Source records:
++++++++

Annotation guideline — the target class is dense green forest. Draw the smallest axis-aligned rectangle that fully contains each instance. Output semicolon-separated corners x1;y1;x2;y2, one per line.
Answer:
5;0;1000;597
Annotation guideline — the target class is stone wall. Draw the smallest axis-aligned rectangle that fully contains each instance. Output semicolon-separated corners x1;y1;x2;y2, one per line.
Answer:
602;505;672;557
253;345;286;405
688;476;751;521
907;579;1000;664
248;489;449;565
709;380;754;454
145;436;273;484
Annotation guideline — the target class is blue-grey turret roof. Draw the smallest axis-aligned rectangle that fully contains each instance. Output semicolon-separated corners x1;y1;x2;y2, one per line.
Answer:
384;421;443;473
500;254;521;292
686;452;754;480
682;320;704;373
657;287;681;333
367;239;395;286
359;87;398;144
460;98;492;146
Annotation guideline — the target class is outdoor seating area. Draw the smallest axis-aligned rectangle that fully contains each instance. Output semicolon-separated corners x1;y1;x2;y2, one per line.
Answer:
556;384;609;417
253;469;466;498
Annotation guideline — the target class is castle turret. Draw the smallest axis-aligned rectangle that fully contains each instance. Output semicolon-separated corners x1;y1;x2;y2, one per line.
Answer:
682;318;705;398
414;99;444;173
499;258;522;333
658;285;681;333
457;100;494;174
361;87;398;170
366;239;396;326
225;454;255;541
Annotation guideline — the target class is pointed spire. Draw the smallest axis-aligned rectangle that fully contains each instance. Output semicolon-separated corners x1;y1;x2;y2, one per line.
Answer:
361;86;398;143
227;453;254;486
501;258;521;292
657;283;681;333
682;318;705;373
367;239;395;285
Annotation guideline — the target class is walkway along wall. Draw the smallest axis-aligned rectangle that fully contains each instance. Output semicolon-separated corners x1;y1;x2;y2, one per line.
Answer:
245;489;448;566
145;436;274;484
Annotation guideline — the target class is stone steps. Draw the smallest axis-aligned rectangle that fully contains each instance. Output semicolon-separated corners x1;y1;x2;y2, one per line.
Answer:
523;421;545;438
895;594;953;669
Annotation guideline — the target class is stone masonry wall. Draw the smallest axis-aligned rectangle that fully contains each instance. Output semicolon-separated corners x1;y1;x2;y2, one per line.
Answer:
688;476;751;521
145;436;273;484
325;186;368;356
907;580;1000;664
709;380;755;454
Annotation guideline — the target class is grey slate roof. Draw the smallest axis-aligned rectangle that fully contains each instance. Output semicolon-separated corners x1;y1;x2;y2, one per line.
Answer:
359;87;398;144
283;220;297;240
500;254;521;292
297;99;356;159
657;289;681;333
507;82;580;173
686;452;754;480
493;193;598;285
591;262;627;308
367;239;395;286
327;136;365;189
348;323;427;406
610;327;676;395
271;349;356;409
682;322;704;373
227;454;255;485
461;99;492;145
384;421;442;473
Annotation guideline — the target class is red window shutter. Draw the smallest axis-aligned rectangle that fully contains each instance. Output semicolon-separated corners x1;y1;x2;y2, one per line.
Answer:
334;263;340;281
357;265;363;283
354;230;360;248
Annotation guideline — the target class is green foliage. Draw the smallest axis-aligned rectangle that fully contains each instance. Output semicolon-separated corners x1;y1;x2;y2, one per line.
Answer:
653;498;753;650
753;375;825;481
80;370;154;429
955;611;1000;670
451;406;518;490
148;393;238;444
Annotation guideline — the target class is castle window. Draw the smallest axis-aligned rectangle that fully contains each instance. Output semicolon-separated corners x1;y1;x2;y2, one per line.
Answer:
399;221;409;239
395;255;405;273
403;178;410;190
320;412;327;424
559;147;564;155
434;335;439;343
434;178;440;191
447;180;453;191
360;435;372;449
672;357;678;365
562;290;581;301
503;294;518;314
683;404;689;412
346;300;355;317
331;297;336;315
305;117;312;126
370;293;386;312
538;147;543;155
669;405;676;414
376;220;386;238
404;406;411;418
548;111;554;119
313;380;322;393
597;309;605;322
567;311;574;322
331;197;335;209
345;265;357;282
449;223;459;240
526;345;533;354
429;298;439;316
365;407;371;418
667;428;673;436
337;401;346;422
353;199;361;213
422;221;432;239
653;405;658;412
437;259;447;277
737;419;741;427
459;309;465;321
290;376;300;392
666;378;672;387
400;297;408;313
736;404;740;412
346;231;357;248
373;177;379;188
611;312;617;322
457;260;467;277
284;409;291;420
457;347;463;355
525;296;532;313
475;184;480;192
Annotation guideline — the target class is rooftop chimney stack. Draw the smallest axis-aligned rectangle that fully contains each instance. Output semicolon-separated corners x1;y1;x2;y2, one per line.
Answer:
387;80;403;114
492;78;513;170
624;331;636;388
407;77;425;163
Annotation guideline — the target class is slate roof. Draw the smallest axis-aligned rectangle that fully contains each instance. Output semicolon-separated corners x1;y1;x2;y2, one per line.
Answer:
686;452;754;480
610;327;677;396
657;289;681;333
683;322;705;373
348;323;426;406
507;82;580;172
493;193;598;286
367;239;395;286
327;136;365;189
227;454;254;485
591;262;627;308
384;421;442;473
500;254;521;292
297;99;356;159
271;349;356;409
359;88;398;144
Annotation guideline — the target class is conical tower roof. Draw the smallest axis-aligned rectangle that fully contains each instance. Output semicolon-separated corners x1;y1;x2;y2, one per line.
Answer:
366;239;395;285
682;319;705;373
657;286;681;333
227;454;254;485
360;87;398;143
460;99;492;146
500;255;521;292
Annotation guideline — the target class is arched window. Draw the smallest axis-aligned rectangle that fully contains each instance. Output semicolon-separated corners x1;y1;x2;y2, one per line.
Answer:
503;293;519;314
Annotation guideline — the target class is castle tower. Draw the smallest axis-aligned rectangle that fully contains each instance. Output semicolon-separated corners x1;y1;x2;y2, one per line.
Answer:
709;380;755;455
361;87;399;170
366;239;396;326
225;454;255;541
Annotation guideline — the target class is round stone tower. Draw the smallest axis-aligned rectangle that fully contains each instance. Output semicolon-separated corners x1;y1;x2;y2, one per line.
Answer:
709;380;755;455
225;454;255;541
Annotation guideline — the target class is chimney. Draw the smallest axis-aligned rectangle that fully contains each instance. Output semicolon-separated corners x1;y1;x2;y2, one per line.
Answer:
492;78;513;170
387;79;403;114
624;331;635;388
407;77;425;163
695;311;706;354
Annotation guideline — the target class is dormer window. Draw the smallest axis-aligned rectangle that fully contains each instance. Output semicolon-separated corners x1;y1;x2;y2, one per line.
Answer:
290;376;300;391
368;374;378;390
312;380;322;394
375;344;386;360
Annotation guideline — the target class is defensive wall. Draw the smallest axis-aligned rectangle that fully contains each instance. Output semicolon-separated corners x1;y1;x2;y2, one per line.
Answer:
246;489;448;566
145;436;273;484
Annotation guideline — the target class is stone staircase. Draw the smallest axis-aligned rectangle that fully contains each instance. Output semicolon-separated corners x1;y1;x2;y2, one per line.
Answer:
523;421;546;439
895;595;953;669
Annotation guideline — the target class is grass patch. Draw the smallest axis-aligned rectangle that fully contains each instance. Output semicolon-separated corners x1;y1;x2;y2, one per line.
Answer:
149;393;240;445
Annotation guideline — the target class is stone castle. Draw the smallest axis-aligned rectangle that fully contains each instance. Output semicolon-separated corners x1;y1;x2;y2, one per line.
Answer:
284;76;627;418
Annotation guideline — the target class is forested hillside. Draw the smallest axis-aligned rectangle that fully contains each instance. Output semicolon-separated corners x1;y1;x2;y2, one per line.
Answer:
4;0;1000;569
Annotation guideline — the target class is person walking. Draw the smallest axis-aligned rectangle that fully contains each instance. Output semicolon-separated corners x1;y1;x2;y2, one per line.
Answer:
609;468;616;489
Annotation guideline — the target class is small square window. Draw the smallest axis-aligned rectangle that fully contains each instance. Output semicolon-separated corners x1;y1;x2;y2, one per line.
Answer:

++++++++

**Description of the task**
Tally how many lines of the records hold the word "slate". Answer with the number only.

**Task result**
2